[Exercise objective]:
Gather every line of the rows below that contains the word "hair", copying each one unchanged.

++++++++

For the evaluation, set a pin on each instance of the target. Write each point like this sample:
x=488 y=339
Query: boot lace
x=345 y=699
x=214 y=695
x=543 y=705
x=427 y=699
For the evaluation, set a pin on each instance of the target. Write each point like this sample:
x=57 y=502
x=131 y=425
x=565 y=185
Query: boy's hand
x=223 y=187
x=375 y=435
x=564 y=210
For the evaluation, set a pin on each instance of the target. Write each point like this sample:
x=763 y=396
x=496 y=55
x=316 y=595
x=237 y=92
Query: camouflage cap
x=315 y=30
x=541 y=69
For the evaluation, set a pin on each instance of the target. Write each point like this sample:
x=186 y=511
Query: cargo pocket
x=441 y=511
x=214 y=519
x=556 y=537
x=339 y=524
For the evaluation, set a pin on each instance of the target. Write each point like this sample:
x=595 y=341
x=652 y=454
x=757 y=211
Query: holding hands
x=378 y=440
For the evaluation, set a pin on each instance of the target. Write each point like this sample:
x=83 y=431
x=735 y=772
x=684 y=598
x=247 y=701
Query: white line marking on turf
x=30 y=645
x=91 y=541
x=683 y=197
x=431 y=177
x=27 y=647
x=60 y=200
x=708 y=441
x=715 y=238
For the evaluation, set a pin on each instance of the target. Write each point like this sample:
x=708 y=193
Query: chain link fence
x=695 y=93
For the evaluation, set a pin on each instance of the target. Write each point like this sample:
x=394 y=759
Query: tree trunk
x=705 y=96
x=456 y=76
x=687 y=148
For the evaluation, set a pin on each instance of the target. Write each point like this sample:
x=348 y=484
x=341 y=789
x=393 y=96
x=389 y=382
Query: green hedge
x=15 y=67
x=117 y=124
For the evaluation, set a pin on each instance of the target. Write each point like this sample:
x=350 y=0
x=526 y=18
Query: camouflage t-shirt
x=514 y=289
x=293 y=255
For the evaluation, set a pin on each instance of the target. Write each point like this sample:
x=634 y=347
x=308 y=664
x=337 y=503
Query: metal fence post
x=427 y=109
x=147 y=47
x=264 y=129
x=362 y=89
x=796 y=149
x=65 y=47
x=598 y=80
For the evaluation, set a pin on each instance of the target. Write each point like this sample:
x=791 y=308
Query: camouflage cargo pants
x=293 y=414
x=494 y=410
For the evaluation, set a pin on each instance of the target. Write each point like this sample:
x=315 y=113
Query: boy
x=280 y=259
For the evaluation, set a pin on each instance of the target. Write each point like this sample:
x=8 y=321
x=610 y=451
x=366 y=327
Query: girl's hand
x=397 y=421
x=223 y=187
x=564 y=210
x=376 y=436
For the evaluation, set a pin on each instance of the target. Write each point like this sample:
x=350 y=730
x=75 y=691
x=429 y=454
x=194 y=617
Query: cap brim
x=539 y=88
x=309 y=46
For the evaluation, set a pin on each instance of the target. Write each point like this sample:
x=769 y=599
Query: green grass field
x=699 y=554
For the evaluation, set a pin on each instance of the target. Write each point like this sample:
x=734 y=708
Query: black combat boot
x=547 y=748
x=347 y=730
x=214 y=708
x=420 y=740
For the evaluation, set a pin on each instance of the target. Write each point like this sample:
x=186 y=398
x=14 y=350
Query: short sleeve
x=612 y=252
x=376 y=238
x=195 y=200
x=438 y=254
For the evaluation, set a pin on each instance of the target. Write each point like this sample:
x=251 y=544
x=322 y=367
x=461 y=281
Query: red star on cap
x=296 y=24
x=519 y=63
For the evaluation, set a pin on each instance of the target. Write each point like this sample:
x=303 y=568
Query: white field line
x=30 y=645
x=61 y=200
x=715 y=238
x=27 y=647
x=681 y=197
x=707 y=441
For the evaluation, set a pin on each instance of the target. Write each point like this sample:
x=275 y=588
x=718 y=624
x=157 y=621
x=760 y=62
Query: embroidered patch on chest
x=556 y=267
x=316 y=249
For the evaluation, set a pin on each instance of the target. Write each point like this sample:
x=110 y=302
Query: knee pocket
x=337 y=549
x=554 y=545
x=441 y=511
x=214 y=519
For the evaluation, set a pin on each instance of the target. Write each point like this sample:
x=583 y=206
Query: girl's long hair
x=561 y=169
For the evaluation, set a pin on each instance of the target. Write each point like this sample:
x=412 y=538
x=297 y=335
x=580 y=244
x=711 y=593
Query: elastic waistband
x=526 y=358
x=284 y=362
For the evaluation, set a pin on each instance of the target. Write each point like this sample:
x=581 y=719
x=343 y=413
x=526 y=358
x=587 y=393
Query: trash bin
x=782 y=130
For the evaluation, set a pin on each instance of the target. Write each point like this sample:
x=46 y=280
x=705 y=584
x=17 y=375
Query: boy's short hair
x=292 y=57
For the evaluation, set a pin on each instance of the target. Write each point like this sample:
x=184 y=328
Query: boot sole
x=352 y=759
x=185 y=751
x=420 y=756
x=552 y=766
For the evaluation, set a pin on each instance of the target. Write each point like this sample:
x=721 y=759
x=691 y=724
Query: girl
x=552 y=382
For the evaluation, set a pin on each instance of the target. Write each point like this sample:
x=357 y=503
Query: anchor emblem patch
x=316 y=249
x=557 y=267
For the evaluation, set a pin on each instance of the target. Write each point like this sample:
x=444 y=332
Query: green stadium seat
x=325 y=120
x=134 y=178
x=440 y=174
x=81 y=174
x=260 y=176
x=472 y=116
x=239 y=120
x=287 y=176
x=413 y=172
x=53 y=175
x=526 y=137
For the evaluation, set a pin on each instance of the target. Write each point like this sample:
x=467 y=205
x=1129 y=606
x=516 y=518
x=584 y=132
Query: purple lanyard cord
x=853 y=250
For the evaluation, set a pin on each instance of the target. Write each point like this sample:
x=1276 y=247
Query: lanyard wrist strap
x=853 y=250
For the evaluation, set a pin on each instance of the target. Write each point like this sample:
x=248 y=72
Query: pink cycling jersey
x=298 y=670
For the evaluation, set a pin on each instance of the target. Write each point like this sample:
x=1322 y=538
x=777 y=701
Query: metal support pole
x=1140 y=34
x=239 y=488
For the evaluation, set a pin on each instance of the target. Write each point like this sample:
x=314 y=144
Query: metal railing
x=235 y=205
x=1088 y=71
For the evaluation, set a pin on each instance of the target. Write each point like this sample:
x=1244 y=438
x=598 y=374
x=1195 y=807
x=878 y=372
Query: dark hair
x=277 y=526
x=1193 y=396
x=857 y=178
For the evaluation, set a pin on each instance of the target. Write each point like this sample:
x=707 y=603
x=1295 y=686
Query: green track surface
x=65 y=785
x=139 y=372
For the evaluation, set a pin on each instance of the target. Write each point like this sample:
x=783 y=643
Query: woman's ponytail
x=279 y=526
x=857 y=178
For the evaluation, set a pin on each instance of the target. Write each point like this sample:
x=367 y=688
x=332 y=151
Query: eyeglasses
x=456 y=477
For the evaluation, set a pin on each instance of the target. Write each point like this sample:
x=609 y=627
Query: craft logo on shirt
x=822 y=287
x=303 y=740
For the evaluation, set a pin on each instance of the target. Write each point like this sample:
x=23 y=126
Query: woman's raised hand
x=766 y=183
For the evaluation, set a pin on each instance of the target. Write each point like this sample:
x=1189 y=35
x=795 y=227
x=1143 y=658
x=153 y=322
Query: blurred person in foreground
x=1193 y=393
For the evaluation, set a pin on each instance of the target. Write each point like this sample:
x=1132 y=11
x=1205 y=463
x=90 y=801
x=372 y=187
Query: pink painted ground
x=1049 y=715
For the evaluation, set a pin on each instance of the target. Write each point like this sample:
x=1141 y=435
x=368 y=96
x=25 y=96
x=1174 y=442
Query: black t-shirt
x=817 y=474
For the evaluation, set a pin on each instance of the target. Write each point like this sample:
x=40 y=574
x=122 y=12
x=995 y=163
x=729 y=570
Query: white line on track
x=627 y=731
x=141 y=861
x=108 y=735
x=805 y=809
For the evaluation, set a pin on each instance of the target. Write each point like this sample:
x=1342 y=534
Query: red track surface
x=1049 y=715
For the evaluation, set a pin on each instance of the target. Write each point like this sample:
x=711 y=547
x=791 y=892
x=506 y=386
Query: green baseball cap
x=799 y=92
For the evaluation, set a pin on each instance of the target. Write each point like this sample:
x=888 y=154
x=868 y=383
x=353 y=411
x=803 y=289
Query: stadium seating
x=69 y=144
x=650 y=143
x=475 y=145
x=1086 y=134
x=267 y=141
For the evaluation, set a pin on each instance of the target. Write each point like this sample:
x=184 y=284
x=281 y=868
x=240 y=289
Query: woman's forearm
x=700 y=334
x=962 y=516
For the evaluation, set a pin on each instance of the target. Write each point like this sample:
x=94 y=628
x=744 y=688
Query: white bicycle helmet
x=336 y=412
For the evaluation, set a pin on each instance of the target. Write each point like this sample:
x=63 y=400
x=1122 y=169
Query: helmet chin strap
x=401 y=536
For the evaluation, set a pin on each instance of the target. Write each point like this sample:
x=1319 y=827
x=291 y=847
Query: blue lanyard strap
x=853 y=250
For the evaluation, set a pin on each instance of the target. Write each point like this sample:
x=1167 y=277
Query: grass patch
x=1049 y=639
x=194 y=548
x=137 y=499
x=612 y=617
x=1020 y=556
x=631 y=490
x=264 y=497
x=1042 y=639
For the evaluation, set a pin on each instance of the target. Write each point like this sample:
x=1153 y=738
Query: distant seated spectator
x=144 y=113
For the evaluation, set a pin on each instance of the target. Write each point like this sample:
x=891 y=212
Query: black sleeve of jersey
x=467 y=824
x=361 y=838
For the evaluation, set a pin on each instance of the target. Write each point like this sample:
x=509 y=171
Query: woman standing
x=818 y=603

++++++++

[Solution to the exercise]:
Query: girl's long hair
Query: boy's short hair
Query: dark hair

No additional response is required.